● Required action: At the line containing "Exercise. Pick out the bird with", begin repeating lines exactly, and stop only after the final line of the records below.

● Data to process:

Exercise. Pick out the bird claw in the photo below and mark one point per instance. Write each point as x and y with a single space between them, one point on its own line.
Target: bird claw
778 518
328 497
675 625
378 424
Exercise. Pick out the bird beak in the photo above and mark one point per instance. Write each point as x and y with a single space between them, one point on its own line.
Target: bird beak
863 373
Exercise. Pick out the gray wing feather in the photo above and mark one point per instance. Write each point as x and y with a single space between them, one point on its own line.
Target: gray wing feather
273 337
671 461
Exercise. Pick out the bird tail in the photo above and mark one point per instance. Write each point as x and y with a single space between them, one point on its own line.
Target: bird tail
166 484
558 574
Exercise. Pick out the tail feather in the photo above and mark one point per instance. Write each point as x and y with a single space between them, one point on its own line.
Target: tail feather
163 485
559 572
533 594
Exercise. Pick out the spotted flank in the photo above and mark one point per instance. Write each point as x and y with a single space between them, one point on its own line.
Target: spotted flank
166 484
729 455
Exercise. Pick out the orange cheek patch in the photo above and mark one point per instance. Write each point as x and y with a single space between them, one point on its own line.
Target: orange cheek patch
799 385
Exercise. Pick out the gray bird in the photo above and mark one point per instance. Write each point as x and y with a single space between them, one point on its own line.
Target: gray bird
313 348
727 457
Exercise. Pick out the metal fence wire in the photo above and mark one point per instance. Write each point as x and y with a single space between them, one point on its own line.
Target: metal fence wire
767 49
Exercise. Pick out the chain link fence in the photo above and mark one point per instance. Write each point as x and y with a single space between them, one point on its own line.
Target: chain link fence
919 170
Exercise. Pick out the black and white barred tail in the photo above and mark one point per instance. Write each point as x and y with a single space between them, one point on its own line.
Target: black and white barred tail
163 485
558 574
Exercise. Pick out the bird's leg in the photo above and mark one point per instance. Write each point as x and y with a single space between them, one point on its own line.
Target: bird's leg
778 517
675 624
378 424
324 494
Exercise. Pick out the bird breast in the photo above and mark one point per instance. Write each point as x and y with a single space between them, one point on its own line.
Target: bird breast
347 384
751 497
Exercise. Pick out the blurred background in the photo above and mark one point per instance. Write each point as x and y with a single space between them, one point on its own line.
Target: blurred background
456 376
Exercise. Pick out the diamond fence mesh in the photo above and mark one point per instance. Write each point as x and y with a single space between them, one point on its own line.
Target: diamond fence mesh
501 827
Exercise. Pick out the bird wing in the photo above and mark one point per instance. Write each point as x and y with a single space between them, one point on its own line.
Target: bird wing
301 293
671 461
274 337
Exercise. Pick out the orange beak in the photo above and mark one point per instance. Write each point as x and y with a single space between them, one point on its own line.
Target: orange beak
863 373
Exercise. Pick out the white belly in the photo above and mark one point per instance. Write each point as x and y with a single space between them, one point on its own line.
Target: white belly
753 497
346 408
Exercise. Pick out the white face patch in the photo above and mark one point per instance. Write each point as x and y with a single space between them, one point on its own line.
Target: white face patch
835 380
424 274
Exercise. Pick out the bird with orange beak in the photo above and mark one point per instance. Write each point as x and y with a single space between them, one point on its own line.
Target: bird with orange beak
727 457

● Response to this task:
Exercise. Pick out the bird with orange beak in the photo above and mark one point per instance. Write each point as x and y with a single space between them, one point on its own line.
Target: bird with orange beak
727 457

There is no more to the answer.